What is being asked ▸ Write the records out once more, so that nothing differs from the original.

Stored data

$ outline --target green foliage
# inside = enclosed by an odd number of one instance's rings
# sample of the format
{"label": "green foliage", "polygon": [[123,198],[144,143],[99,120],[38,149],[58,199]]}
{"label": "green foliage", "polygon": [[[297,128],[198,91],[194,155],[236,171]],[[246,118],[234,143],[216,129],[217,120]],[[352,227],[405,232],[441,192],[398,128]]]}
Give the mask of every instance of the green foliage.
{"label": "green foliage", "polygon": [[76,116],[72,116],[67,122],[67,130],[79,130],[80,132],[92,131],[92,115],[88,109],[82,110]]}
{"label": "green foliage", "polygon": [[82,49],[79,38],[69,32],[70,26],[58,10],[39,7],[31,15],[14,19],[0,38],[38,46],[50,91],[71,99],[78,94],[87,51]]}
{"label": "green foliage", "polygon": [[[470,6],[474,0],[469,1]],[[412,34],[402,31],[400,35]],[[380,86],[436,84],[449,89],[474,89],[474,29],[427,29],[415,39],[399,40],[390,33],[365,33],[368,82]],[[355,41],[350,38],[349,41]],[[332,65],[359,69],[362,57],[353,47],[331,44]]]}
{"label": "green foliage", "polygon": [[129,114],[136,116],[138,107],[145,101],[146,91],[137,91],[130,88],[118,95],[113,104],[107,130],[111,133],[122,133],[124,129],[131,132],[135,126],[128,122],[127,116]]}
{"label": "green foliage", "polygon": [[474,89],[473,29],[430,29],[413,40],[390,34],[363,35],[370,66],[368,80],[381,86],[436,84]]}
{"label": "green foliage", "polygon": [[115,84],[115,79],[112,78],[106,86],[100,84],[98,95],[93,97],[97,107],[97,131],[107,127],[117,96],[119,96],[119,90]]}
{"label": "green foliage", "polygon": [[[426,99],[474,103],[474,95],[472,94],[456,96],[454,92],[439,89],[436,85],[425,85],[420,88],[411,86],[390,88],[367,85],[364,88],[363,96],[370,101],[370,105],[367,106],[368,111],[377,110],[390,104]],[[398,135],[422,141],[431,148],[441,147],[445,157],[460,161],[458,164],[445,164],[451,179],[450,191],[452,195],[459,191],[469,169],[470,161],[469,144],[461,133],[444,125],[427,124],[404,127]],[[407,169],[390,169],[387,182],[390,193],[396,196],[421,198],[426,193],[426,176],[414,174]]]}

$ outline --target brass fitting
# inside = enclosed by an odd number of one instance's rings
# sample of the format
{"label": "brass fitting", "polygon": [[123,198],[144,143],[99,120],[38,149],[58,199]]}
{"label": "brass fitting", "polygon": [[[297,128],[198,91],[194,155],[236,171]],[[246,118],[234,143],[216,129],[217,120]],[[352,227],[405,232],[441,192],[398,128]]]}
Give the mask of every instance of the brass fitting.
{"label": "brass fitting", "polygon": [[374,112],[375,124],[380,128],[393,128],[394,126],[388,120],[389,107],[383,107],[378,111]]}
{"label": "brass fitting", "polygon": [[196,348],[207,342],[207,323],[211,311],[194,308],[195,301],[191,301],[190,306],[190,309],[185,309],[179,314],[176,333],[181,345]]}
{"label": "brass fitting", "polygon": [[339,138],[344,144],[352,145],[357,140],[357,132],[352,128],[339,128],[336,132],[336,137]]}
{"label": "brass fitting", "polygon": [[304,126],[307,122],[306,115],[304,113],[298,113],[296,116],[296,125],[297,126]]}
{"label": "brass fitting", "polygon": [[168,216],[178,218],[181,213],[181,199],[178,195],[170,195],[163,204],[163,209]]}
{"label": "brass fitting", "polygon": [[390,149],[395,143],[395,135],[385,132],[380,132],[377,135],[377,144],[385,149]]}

Written solution ▸
$ outline --target green foliage
# inside = enclosed by an odd number of one instance's rings
# sample of the format
{"label": "green foliage", "polygon": [[123,198],[144,143],[99,120],[38,149],[58,199]]}
{"label": "green foliage", "polygon": [[[297,128],[198,91],[194,155],[236,171]],[[246,118],[234,143],[216,129],[217,120]],[[352,227],[405,232],[441,192],[398,128]]]}
Give the mask of every instance of the green foliage.
{"label": "green foliage", "polygon": [[76,116],[72,116],[67,122],[67,130],[79,130],[80,132],[92,131],[92,115],[88,109],[82,110]]}
{"label": "green foliage", "polygon": [[82,49],[79,38],[69,32],[70,26],[58,10],[39,7],[31,15],[14,19],[0,38],[38,46],[50,91],[71,99],[78,94],[87,51]]}
{"label": "green foliage", "polygon": [[[470,6],[474,0],[469,1]],[[412,34],[402,31],[400,35]],[[380,86],[436,84],[449,89],[474,89],[474,29],[427,29],[415,39],[399,40],[390,33],[365,33],[368,82]],[[355,41],[350,38],[349,41]],[[332,65],[359,69],[362,57],[353,47],[331,44]]]}
{"label": "green foliage", "polygon": [[129,114],[136,116],[138,107],[145,101],[146,91],[137,91],[130,88],[118,95],[113,104],[107,130],[111,133],[122,133],[124,129],[131,132],[135,126],[128,122],[127,116]]}
{"label": "green foliage", "polygon": [[474,89],[473,29],[430,29],[413,40],[390,34],[363,35],[370,66],[368,80],[381,86],[436,84]]}
{"label": "green foliage", "polygon": [[115,84],[115,79],[112,78],[106,86],[100,84],[98,95],[93,97],[97,107],[97,131],[107,127],[117,96],[119,96],[119,90]]}
{"label": "green foliage", "polygon": [[[426,99],[474,103],[474,95],[472,94],[456,96],[454,92],[439,89],[436,85],[425,85],[420,88],[411,86],[390,88],[367,85],[364,88],[363,96],[370,101],[370,105],[367,106],[368,111],[377,110],[390,104]],[[398,135],[422,141],[431,148],[441,147],[445,157],[460,161],[458,164],[445,164],[451,179],[450,191],[452,195],[459,191],[469,169],[470,161],[469,144],[461,133],[444,125],[427,124],[404,127]],[[407,169],[390,169],[387,182],[390,193],[396,196],[421,198],[426,193],[426,176],[414,174]]]}

$ outline --target brass fitting
# inside = enclosed by an odd number of one instance's rings
# sample of the format
{"label": "brass fitting", "polygon": [[123,198],[144,143],[99,120],[38,149],[58,199]]}
{"label": "brass fitting", "polygon": [[[297,128],[198,91],[194,155],[236,171]],[[246,118],[234,143],[216,129],[217,120]],[[352,227],[405,232],[441,192],[398,128]]]}
Give the mask of every instance of the brass fitting.
{"label": "brass fitting", "polygon": [[374,112],[375,124],[380,128],[393,128],[394,126],[388,120],[389,107],[383,107],[378,111]]}
{"label": "brass fitting", "polygon": [[196,348],[207,342],[207,323],[211,311],[194,308],[195,301],[191,301],[190,306],[190,309],[185,309],[179,314],[176,333],[181,345]]}
{"label": "brass fitting", "polygon": [[339,138],[344,144],[352,145],[357,140],[357,132],[352,128],[339,128],[336,132],[336,137]]}
{"label": "brass fitting", "polygon": [[304,126],[307,122],[306,115],[304,113],[298,113],[296,116],[296,125],[297,126]]}
{"label": "brass fitting", "polygon": [[168,216],[178,218],[181,213],[181,199],[178,195],[170,195],[163,204],[163,209]]}
{"label": "brass fitting", "polygon": [[390,149],[395,143],[395,135],[385,132],[380,132],[377,135],[377,144],[385,149]]}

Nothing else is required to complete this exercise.